• **EXERCISE SET**:
[1] In the text on rhizobia activity, which soil pH values make it hard for the bacteria to work efficiently?
[2] Write the next part of the text on rhizobia activity, picking up after its final sentence.

• **STUDY TEXT**:
★ ★ ★ ★

Rhizobia growth, health, and activity depend on the initial population of bacteria and soil conditions that can favor or hinder their development. Several factors can reduce activity of these bacteria:
- Oxygen-limiting environments, like fully saturated soils, can reduce rhizobia activity. The bacteria are living organisms and require ample oxygen availability to be active.
- Soil pH can also affect the nitrogen production and health of the bacteria, as it does the soybeans. Soil pH < 5.6 or >8.0 creates a difficult environment for the bacteria to function efficiently.
- Survival in soils with low organic matter can be reduced due to insufficient food sources for the bacteria to live on until they adhere to the developing root hairs.
- Activity and health of bacteria can deteriorate in storage as well. Be sure the rhizobia inoculant and treated seed is stored in a cool, dry area, preferably below 77°F (25°C), to avoid heat or water damage.

★ ★ ★ ★

• **INPUT DATA**:
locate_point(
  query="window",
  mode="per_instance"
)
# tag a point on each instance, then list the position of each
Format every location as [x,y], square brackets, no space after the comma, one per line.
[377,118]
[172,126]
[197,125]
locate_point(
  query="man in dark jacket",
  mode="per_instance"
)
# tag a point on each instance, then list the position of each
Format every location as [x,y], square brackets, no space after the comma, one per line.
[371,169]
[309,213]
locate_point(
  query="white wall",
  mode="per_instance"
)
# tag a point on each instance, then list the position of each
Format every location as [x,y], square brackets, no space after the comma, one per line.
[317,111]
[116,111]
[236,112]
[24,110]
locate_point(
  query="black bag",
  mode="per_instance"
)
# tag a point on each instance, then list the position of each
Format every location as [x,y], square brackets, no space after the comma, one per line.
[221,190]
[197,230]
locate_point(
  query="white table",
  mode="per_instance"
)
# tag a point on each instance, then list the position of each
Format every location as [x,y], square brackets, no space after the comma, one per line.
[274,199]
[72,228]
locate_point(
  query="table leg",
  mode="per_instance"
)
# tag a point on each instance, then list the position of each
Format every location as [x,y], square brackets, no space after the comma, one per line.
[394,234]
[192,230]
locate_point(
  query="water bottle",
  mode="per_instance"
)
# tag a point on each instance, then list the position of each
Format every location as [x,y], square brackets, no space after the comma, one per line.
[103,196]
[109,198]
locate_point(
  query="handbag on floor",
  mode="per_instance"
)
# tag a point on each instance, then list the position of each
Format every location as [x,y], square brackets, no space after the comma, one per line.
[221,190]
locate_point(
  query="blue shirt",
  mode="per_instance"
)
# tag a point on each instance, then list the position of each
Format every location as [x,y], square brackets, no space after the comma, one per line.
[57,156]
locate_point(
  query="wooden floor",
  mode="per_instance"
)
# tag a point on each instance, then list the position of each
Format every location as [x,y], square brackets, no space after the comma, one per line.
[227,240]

★ ★ ★ ★

• **WRITTEN RESPONSES**:
[1] A soil pH below 5.6 or above 8.0.

[2]
- Nitrogen fixation is sensitive to soil drying. Dry conditions can lead to excess sodium in the root zone, restricting water availability to the bacteria. Use caution when applying talc seed amendments that can dry seed as well as the bacteria in the inoculant.
- Soil temperatures in the range of 40-80°F (4-27°C) are optimum for survival of rhizobia bacteria.
- Some fertilizers applied with the seed or in-furrow can be toxic to the rhizobia bacteria.
Nitrogen availability in the soil will also reduce the soybean-to-bacteria relationship. The plant may not initially need the bacteria due to excess residual nitrogen in the soil. In such cases the soybean plant will not recognize the bacteria chemical reaction, and thus will not initiate nodular tissue formation.